▸ **TO DO**: Repeat exactly, and only, the lines below starting at the line that contains "Place a point on the car tire" and ending at the line that contains "[[241, 120]]", inclusive of both.

(Region pointing data)
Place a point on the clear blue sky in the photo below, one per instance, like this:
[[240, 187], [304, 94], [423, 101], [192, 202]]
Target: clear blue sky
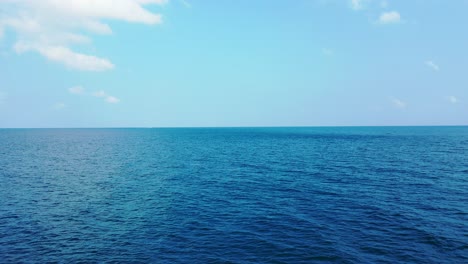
[[157, 63]]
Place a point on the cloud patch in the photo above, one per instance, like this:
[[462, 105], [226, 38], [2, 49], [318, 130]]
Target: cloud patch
[[59, 106], [76, 90], [52, 27], [100, 94], [108, 98], [357, 4], [392, 17]]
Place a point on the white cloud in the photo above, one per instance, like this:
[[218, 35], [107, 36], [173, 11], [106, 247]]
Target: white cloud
[[398, 103], [186, 4], [52, 27], [108, 98], [59, 106], [112, 99], [383, 4], [391, 17], [432, 65], [76, 90], [452, 99], [99, 94]]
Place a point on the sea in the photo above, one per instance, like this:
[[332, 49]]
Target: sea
[[234, 195]]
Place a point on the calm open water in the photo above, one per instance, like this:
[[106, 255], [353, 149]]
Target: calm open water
[[235, 195]]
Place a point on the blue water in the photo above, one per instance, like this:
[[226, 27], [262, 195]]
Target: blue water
[[235, 195]]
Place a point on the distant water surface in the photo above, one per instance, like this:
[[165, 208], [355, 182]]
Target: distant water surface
[[235, 195]]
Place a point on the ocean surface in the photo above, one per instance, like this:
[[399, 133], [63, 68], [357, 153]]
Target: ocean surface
[[234, 195]]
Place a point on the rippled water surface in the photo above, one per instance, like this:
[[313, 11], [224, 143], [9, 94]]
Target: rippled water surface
[[237, 195]]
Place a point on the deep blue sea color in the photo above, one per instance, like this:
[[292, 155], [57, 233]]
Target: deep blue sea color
[[234, 195]]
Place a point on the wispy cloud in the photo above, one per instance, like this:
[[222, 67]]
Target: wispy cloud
[[100, 94], [112, 99], [357, 4], [452, 99], [432, 65], [392, 17], [51, 27], [397, 103], [76, 90], [186, 3], [383, 4], [59, 106], [108, 98]]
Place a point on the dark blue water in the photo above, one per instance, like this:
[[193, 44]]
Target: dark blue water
[[244, 195]]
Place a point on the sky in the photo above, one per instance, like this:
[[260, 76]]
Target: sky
[[211, 63]]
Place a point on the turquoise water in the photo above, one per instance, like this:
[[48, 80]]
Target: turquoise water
[[235, 195]]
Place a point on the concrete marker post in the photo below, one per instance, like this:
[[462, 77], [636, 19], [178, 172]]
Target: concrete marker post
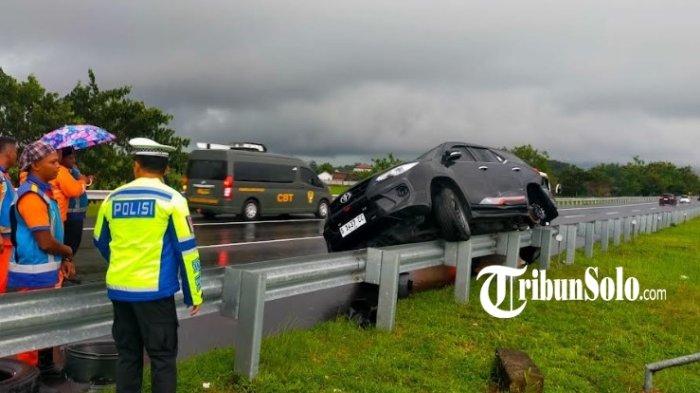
[[589, 239], [571, 233], [388, 291], [464, 271], [546, 244], [605, 235], [250, 324]]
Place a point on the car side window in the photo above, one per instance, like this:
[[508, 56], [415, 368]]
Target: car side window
[[484, 155], [466, 154], [309, 177]]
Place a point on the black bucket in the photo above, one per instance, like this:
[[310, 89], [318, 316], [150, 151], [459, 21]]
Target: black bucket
[[94, 363]]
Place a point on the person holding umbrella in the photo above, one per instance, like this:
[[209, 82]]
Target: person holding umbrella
[[70, 185], [41, 259]]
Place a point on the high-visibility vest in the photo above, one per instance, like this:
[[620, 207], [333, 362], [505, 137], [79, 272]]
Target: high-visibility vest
[[31, 266], [145, 231]]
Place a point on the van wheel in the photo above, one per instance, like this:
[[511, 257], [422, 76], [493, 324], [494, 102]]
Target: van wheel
[[251, 211], [322, 210], [451, 215], [16, 376]]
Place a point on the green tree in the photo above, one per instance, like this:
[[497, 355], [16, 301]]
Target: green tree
[[325, 167], [126, 118], [28, 111], [533, 157]]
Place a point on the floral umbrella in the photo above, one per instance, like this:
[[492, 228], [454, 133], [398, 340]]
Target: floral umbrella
[[77, 137]]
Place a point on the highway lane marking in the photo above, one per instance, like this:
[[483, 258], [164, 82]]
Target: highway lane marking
[[205, 224], [260, 242], [606, 207], [575, 216]]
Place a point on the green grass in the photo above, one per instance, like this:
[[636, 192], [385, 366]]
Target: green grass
[[441, 346], [337, 190]]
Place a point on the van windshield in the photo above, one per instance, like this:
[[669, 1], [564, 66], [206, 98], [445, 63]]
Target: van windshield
[[207, 169]]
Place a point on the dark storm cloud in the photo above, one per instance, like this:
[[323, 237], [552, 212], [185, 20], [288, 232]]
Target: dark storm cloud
[[587, 82]]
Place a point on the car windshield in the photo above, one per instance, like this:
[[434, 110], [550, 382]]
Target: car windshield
[[429, 154]]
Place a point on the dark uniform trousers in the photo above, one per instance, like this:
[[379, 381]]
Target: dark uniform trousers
[[151, 325]]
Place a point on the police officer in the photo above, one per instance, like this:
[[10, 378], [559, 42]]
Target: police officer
[[145, 232]]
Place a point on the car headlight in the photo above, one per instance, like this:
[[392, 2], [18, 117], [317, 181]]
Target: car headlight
[[396, 171]]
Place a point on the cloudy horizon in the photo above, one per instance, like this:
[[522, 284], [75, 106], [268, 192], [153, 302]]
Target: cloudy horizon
[[343, 82]]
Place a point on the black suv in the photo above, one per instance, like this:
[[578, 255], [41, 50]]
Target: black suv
[[451, 191]]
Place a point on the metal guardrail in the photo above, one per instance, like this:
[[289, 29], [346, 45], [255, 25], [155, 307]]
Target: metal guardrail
[[595, 201], [46, 318], [99, 195], [651, 368]]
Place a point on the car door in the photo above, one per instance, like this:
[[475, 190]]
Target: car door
[[466, 172], [501, 176]]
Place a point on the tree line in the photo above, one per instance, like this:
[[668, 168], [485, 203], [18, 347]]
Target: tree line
[[28, 111]]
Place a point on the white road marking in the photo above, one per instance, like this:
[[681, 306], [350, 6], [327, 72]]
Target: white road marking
[[206, 224], [607, 207], [260, 242]]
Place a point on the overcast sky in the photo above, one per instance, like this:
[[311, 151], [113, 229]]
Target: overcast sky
[[346, 80]]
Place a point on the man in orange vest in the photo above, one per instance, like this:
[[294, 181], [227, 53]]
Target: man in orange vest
[[8, 198]]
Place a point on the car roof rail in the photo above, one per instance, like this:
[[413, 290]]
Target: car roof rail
[[246, 146]]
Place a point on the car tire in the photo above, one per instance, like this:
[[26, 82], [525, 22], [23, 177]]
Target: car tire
[[451, 215], [209, 215], [251, 210], [322, 209], [18, 377]]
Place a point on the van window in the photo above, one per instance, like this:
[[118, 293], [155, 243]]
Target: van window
[[206, 169], [484, 155], [262, 172], [309, 177]]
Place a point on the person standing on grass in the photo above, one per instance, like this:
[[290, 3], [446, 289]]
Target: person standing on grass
[[8, 198], [144, 230], [41, 259]]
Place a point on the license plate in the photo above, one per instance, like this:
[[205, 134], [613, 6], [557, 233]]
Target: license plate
[[352, 226]]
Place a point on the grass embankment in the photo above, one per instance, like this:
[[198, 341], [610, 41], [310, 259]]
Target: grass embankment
[[440, 346]]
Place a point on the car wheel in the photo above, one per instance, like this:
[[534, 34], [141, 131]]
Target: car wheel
[[451, 215], [17, 377], [322, 210], [209, 215], [251, 211]]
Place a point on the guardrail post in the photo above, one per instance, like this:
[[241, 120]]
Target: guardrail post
[[388, 291], [604, 235], [464, 271], [589, 227], [627, 229], [546, 243], [571, 233], [250, 324]]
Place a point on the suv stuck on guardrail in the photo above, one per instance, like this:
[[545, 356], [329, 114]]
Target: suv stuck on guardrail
[[450, 191]]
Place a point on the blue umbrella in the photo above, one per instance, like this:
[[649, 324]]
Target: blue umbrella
[[77, 137]]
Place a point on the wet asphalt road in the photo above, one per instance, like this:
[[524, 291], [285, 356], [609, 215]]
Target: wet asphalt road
[[227, 241]]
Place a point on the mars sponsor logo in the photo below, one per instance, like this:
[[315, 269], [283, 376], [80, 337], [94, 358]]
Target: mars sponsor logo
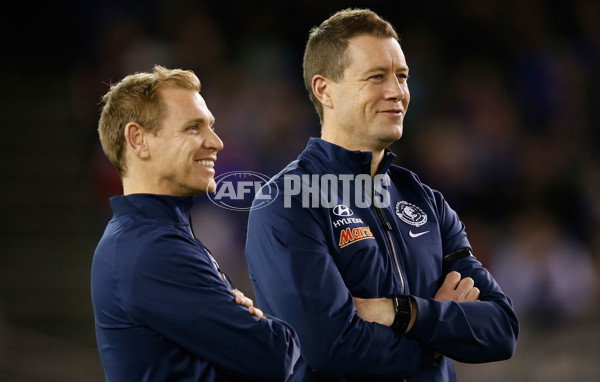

▸ **RESULT OF THIS EXERCISE**:
Place a point on the car tire in the photo above, one per instance, like this:
[[26, 82], [525, 22], [23, 177]]
Target: car tire
[[451, 215], [209, 215], [251, 210], [322, 209], [18, 377]]
Place a point on the van window in the photo above, one per instance, like this:
[[118, 293], [155, 243]]
Target: van window
[[206, 169], [484, 155], [262, 172], [309, 177]]
Place a point on the person standing on grass in the photo above, one per instance, like this:
[[290, 3], [446, 289]]
Target: person standing on grass
[[8, 198], [144, 230], [41, 259]]
Place a point on the license plate in the photo above, one per instance, like this:
[[205, 134], [613, 6], [557, 233]]
Target: license plate
[[352, 226]]
Place a point on the grass embankment in the photo above, one per instance, like this:
[[198, 341], [610, 41], [310, 259]]
Target: grass embankment
[[440, 346]]
Place a point on the car wheel in the photo above, one per instance, like this:
[[534, 34], [141, 131]]
Target: car wheel
[[451, 215], [17, 377], [322, 210], [209, 215], [251, 211]]
Place a point on the guardrail post in the photo above, one per instance, like this:
[[241, 120]]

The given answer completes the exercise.